== Exercise passage
Friday, April 27, 2007

How to prevent teenage pregnancy

First of all: The whole "Love Can Wait"-movement is not the right answer. Why? Read on.


Teenage pregnancy isn't my problem, obviously. On one hand I can hardly become pregnant without a man (which means I'm pretty sure that I'm not pregnant right now), on the other hand I'm 32, so I can hardly be called a teenager any longer.

But even in Germany teenage pregnancy is a problem for society. It's not as much that there are additional children (as my post yesterday has pointed out, we direly need them), but that there are less adults who've finished school and learned a profession - mainly the girls who give birth to those children (as the teenage fathers rarely have to deal with suddenly having to take care of a child). And usually it's not the children of the higher classes who become pregnant during their teenage years - meaning those whose parents can afford to raise the child so their daughter can finish school and learn a profession. No, it's the girls from the lower social classes who have children while still being children themselves. And their parents hardly can raise the children they already have.


Especially in the United States (but in Europe, including Germany, as well) the churches (and especially the Roman-Catholic Church) advocate movements like "Love Can Wait" or others, basically telling the teenager that the best way not to become pregnant is not to have sex. While this surely is right, it doesn't help much with the problem as a such.

Lets say a girl becomes member of such a movement at the age of 12. She's more of a child than a teenager then. She'll grow older and older and sooner or later the teenage hormones will kick in. She will watch boys more closely (or girls, but lesbian love isn't a problem when it comes to pregnancy), start to giggle when one of them talks to her (cliché, I know) and find a boyfriend. Then what? She has never learned about preventing a pregnancy because she always thought she would wait until she's married - and then having children would be okay. Boys are chronically bad at the whole prevention-business, so it would be up to her to take care, as she will have to live with the consequences. But she doesn't know how. Sooner or late they will land in bed - and she runs the risk of becoming a teenage mother...


Yes, the best way to prevent a pregnancy is - and always will be - not having sex. But in case you have sex, you should know about the other ways (and both the pill and condoms are quite safe, even though in both cases 1 out of 1,000 women will get pregnant while using those means). In addition condoms protect both teenagers from sexual diseases. My mother - and my parents were both quite modern when it came to such topics - also told me that not having sex was the best way to prevent pregnancy, but in addition she told me about the other means and made sure I knew I could come to her if I wanted the pill or just some good advice. (Ever since AIDS was discovered, buying condoms in Germany has not been a big problem [and when my parents had just gotten married and didn't want children immediately, they bought them through a mail order sex shop].)


So what I advocate is teaching teenagers early enough about preventing pregnancy. Most of them will have sex before they get married (if they get married at all), so instead of pretending that it won't happen, we should make sure that they are prepared when it does.
====
Tasks and exercises »
A – Translate this sentence from the post on teenage pregnancy into Spanish: "So what I advocate is teaching teenagers early enough about preventing pregnancy."
B – From the post on teenage pregnancy, retype the passage from "How to prevent" to "teenager any longer." with no changes.
== Material provided
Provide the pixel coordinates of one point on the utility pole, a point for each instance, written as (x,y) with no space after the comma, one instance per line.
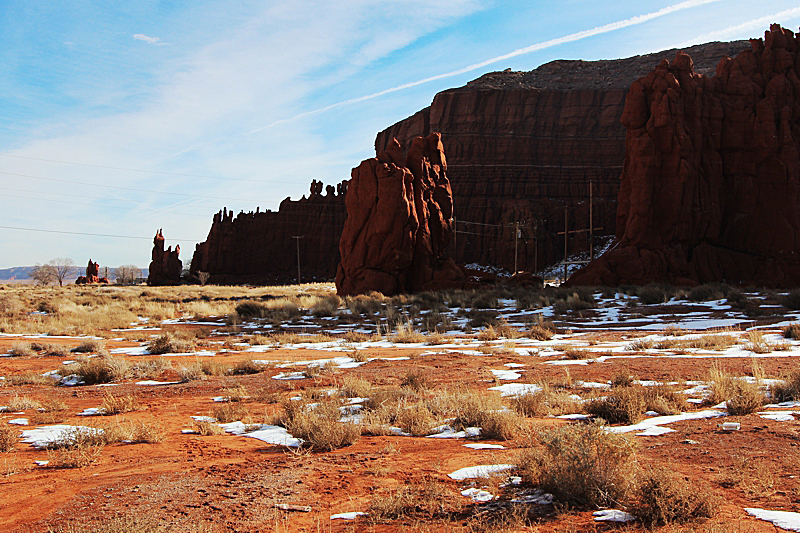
====
Task solutions »
A – Así que lo que defiendo es enseñar a los adolescentes con suficiente antelación a prevenir el embarazo.

B –
How to prevent teenage pregnancy

First of all: The whole "Love Can Wait"-movement is not the right answer. Why? Read on.


Teenage pregnancy isn't my problem, obviously. On one hand I can hardly become pregnant without a man (which means I'm pretty sure that I'm not pregnant right now), on the other hand I'm 32, so I can hardly be called a teenager any longer.